* **Set task**
Starting with the first line of the records and going on through the line with "[(118, 99)]", rewrite those lines with "one dot per instance" changed to "one dot per object" and everything else left as is. Leave the pictures out.

**** Data provided

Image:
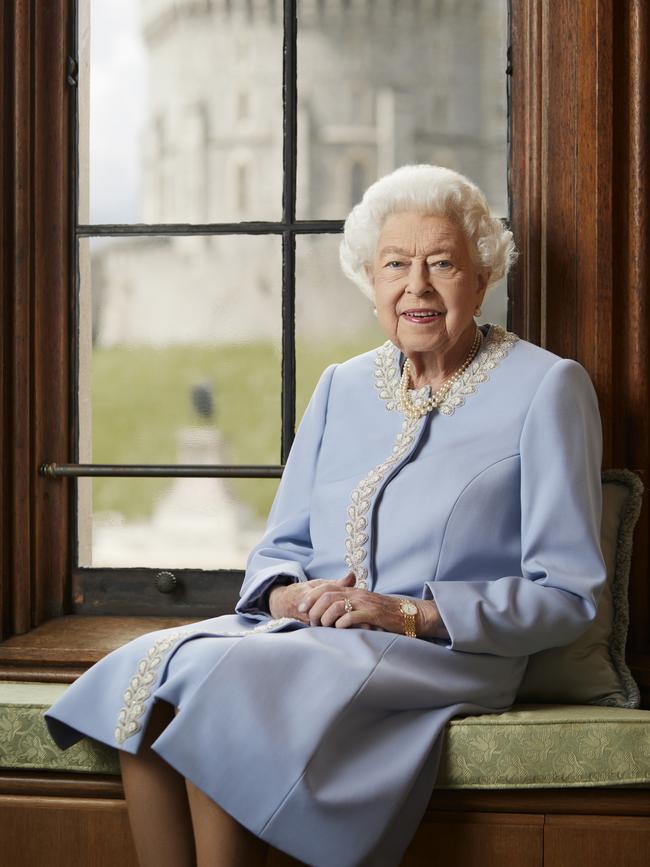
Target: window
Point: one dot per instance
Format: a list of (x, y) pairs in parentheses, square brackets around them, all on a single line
[(577, 179), (178, 298)]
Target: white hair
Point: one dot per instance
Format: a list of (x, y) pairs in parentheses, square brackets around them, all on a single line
[(431, 190)]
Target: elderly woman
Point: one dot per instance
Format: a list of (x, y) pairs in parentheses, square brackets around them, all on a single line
[(437, 522)]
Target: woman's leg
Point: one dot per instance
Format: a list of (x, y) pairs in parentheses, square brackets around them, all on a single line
[(220, 840), (157, 803)]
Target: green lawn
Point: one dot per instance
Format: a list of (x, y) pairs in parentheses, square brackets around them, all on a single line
[(141, 397)]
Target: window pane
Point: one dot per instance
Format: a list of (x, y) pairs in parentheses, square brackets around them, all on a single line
[(181, 523), (180, 350), (334, 319), (382, 84), (185, 113)]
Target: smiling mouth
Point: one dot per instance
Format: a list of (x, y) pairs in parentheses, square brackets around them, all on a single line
[(423, 316)]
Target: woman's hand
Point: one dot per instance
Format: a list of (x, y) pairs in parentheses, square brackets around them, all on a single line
[(288, 600), (326, 606)]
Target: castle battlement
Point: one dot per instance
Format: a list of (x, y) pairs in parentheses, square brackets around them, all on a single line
[(158, 17)]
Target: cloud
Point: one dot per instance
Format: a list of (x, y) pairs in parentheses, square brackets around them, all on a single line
[(118, 99)]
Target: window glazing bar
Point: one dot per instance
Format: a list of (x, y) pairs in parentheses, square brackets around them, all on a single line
[(208, 471), (300, 227), (289, 157)]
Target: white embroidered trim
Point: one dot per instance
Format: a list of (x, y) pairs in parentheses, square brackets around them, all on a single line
[(495, 347), (141, 684), (355, 543)]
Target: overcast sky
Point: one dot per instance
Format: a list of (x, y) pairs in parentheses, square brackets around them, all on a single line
[(117, 109)]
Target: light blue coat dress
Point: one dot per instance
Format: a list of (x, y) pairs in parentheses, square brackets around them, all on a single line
[(325, 742)]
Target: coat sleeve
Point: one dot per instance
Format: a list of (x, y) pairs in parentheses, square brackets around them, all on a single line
[(562, 571), (286, 546)]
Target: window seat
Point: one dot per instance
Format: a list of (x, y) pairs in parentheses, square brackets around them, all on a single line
[(531, 746)]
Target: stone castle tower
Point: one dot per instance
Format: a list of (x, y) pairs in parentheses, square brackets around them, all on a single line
[(380, 83)]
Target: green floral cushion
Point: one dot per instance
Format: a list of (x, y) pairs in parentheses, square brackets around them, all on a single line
[(540, 747), (527, 747), (592, 670), (25, 741)]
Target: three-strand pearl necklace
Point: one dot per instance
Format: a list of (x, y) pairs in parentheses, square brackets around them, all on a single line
[(419, 407)]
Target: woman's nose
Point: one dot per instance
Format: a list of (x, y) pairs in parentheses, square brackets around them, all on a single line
[(418, 278)]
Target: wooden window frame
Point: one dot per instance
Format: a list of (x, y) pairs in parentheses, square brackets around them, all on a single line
[(579, 210)]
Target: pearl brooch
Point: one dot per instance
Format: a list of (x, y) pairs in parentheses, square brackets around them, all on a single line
[(419, 407)]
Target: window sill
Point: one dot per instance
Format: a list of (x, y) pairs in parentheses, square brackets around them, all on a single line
[(62, 649)]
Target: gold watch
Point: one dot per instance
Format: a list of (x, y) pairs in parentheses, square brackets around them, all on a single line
[(409, 610)]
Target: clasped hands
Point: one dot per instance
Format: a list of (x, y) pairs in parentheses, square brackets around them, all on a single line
[(321, 602)]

********

* **Output for this exercise**
Image:
Target: window
Point: one dot per object
Format: a list of (x, y) pairs in parentheses, square brackets around them, all on a single line
[(577, 179), (178, 298)]
Target: white hair
Point: one dot per object
Format: a list of (x, y) pairs in parentheses, square brackets around them, all on a single line
[(431, 190)]
Target: elderly woman
Point: one dot per object
Format: a list of (x, y) pairs in parentheses, square brackets around them, all on a single line
[(437, 522)]
Target: woman's leg
Point: one dot per object
Format: a list of (x, y) pairs in parentheses, square brackets around them, all on a single line
[(220, 840), (157, 803)]
Target: green lawn
Point: one dot per object
Format: a list of (x, y) pairs in parentheses, square brackets around them, all on a single line
[(141, 397)]
Target: window pane
Point: one dot per object
Format: a list of (x, y) pairs in parentheses, square brackets around them, all on a single line
[(181, 523), (180, 350), (334, 319), (382, 84), (185, 113)]
Target: smiling mouth
Point: one dot per object
Format: a list of (x, y) pairs in parentheses, square brackets around them, all on a single line
[(423, 316)]
Target: woman's hand
Point: one dot per object
Format: a list of (x, y) pairs in parentheses, square brackets around them, all on a single line
[(288, 600), (326, 606)]
Target: castle battlement
Point: one dot per object
Format: a list of (x, y) pairs in parentheses, square brackets around them, all on a single line
[(158, 17)]
Target: cloud
Point: one dot per object
Format: a list of (x, y) pairs in parentheses, square brackets around them, all on a single line
[(118, 99)]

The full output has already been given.